ダイビングショップを経営する薗田大典さんは、地震発生の翌日12日に被災地へと向かい、宮城県南三陸町に入りました。2週間のボランティア活動からいったん沖縄に戻り、被災地の様子を知ってもらおうと急きょ開いた報告会。

薗田さん「どこが道でどこが家なのかもわからない状態。山の中腹あたりに船があったり、病院の中に車が突っ込んだり。もう本当にありえない状況でした」

宮城県南三陸町は地震直後に津波が押し寄せ、壊滅的な被害を受けました。ニュースの画面ではわからない、一面に広がるガレキの光景に、薗田さんは大きな衝撃を受けたといいます。

薗田さん「南三陸に入るとスコーンと海まで見えちゃくくらい何もない。町に入った瞬間。なので規模というところで驚きました。津波にあった場所の規模」

南三陸に入った薗田さんは住民に話しかけ、出来ることを懸命に探しました。水汲みや暖をとるための薪拾い。用意していった車を使って薬を集めて届けたり、簡易の風呂を作ったりもしました。震災直後、多くの人が家族を失ったり連絡も取れない状態が続いていた南三陸町では、ボランティアを仕切ったり仕事の指示をする人など当然いませんでした。

薗田さん「そういう精神状態で皆さん動いてる中で、誰がボランティアにきれいに割り振って仕事配分ってまず無理じゃないですか。であれば自分で考えて自分で『何が役に立つんだろう』ってことをやるしか状況」

++++++++++++++++++++

- やること一覧 -
**1.** 南三陸町での活動の記事を読んで、次の問いに答えてください。
(a) 薗田さんが被災地へ向かったのはいつですか。
(b) 山の中腹あたりには何がありましたか。
(c) 暖をとるために、薗田さんは何を拾いましたか。
**2.** 南三陸町での活動の記事の最後の文に続けて、その先を書いてください。
資料は見なくてもかまいません。

++++++++++++++++++++

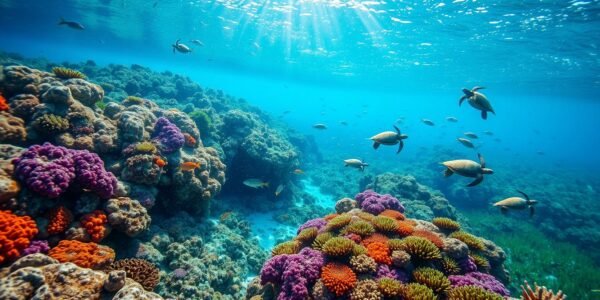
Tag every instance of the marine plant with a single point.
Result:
(66, 73)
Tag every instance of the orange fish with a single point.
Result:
(189, 166)
(159, 162)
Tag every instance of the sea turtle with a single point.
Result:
(467, 168)
(477, 100)
(181, 48)
(355, 163)
(389, 138)
(517, 203)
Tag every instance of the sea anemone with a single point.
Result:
(363, 264)
(432, 278)
(362, 228)
(405, 228)
(289, 247)
(375, 237)
(380, 252)
(449, 266)
(321, 239)
(432, 237)
(307, 235)
(394, 214)
(420, 248)
(472, 292)
(385, 224)
(66, 73)
(338, 246)
(417, 291)
(339, 222)
(389, 287)
(472, 241)
(338, 278)
(446, 224)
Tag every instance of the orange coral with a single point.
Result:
(87, 255)
(405, 228)
(375, 237)
(59, 219)
(379, 252)
(3, 104)
(394, 214)
(16, 233)
(190, 141)
(95, 224)
(432, 237)
(338, 278)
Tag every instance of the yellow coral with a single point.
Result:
(66, 73)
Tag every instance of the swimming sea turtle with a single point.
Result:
(181, 48)
(468, 168)
(477, 100)
(517, 203)
(355, 163)
(389, 138)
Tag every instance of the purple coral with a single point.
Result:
(375, 203)
(168, 135)
(294, 272)
(38, 246)
(318, 223)
(386, 271)
(50, 170)
(483, 280)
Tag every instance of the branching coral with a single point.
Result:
(16, 234)
(59, 219)
(471, 292)
(140, 270)
(338, 278)
(66, 73)
(420, 248)
(472, 241)
(87, 255)
(446, 224)
(432, 278)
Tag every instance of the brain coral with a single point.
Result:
(140, 270)
(16, 234)
(87, 255)
(127, 215)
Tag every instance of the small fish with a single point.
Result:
(467, 143)
(428, 122)
(189, 166)
(471, 135)
(197, 42)
(279, 189)
(71, 24)
(159, 162)
(255, 183)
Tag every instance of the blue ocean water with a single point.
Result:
(360, 67)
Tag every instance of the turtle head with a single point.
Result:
(487, 171)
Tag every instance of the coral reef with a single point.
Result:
(380, 263)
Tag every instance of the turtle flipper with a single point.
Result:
(448, 172)
(400, 147)
(476, 181)
(524, 195)
(531, 211)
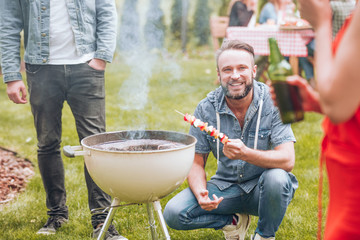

++++++++++++++++++++

- 答えの例 -
**1.**
(a) 地震発生の翌日の12日です。
(b) 船がありました。
(c) 薪を拾いました。

**2.**
活動を続けるうちに、地域の人々とも親しく言葉を交わすようになった薗田さんには、ひとつ気になることがありました。続々と届き続け、山のように積み上げられている毛布などの支援物資。

薗田さん「最初は皆さん『本当にありがたいありがたい』って言ってるんだけど、日がたって物資もある程度豊かになると『また来たの』みたいなリアクションに変わったりする。物資はたくさんあるわけで、実際、僕がいた南三陸では小学校の理科室の半分が天井まで毛布で埋まるくらい、毛布が余っていた」

物流がある程度復旧しても、支援物資のミスマッチはまだ続いています。送る側の気持ちが被災地にうまく届かないということを、薗田さんは自分の活動中にも経験しました。ブログで呼びかけ、物資を募ったときのことです。

薗田さん「車いすをちょっと集めてくれと。10台くらいでよかったので『10台でいいから』って話して店のブログ使って発信したら、最初に10台くらいボコンと来たんですが、そのあとにまたばらばらって来て、最終的には3~40台くらいになっちゃった。そこを何とかしたいなと思いまして。物資の無駄、義援金のむだっていうのをなくしたい、何かできないかなと思って。戻ってきてこの一週間くらい、いろいろ考えながら」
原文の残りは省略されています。